* **Source data**
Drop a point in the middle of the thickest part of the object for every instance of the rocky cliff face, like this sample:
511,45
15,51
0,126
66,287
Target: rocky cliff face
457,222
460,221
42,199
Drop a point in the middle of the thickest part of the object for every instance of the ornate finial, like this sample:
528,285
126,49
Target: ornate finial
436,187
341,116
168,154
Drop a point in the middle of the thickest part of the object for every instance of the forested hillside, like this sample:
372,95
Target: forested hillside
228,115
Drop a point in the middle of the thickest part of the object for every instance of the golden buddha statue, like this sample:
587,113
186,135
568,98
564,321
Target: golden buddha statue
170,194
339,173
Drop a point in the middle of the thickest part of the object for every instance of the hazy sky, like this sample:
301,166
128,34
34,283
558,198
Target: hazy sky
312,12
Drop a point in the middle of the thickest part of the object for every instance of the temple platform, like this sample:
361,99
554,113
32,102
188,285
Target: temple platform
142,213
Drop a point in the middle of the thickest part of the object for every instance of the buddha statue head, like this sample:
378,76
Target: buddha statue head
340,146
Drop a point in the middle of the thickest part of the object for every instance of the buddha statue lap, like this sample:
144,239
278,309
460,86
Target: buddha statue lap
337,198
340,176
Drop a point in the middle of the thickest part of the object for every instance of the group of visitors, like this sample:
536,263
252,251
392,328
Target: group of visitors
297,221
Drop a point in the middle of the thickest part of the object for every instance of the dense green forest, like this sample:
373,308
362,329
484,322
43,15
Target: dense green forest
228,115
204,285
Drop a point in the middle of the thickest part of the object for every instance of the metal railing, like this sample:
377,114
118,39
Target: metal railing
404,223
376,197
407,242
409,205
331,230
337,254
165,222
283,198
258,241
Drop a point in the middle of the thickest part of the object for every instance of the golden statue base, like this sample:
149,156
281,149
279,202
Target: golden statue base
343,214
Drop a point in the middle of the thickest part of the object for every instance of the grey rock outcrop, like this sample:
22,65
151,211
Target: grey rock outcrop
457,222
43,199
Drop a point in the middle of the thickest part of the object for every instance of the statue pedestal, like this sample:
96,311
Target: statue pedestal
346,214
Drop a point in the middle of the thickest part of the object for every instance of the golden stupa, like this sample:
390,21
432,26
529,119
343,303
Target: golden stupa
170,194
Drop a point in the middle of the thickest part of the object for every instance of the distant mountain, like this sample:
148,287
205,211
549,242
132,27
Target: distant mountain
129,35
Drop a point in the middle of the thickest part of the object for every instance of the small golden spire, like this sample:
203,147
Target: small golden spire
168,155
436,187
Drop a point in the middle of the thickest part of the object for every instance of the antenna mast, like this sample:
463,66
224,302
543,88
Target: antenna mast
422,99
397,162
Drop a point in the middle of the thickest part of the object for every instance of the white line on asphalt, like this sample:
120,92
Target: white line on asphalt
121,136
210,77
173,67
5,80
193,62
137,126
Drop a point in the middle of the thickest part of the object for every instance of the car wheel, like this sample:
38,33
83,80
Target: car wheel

* **What is needed**
From the preceding material, extract every line exactly.

* **Completed exercise**
Drop a point in the middle of the thickest part of the object for every instance of the rocky cliff face, like this sample:
511,45
15,51
0,126
66,287
Target: rocky cliff face
457,222
460,221
42,199
Drop a point in the middle of the thickest part of the object for every instance of the ornate finial, like this sample:
528,285
126,49
Target: ornate finial
436,187
341,116
168,154
Drop a point in the middle of the thickest part of the object for every instance of the forested hillside, like this sample:
372,95
Target: forested hillside
228,115
Drop a point in the middle of the thickest part of the object for every instance of the golden buddha statue, like this sample:
587,113
186,135
568,98
564,321
Target: golden buddha statue
170,194
339,173
Drop a point in the middle of the thickest part of the object for every instance of the hazy sky, like this sample:
301,166
128,34
34,283
558,198
Target: hazy sky
312,12
Drop a point in the middle of the thickest part of the object for every instance of the temple platform, like this sample:
361,99
554,113
32,102
188,285
Target: temple platform
142,213
Drop a point in the middle of the thickest part of the object for every instance of the buddha statue head, like this sample:
378,76
Target: buddha statue head
340,146
Drop a point in the middle of the thickest part of the object for every instance of the buddha statue lap, like this sample:
144,239
278,309
460,86
Target: buddha statue lap
337,198
340,176
Drop a point in the middle of the thickest part of the object for every instance of the group of visitors, like this sample:
536,263
252,251
392,328
Target: group of visitors
297,221
Drop a point in the middle of the thickest part of the object for every instance of the dense green forest, like this sample:
373,308
362,329
484,322
43,15
Target: dense green forest
228,115
204,285
Drop a point in the middle of the thickest part of the object for every instance of the metal railing, like this sample:
377,114
118,39
Target: metal railing
404,223
376,197
407,242
409,205
331,230
337,254
165,222
283,198
258,241
Drop a point in the middle of the thickest part of the object for every instance of the golden statue base, like this sample:
149,156
281,149
279,202
Target: golden statue base
343,214
Drop a point in the middle of the thickest part of the object for every instance of the grey rock outcrop, like this sample:
22,65
151,211
Target: grey rock outcrop
457,222
43,199
Drop a point in the middle of the thickest part of the object for every instance of the statue pedestal, like this sample:
96,311
Target: statue pedestal
346,214
Drop a point in the middle of the thickest part of the object for every instance of the golden stupa, like this sample:
390,21
432,26
529,119
343,303
Target: golden stupa
170,194
Drop a point in the middle of the thickest part of the object for every instance of the distant mountain, like this sample:
148,287
205,211
549,242
132,27
Target: distant mountain
129,35
Drop a point in the middle of the thickest part of the object for every instance of the small golden spire, like this sample:
203,147
Target: small golden spire
168,155
436,187
Drop a point in the middle of the thickest part of the object for every instance of the antenna mast, like this sample:
463,66
224,302
543,88
Target: antenna mast
422,99
397,162
Drop a point in the middle of the thickest part of the object for every instance of the white line on asphalt, like this sample:
120,92
Target: white line on asphalt
121,136
210,77
173,67
5,80
193,62
137,126
Drop a point in the middle of the thickest part of the object for every instance of the car wheel, like this sample:
38,33
83,80
Target: car wheel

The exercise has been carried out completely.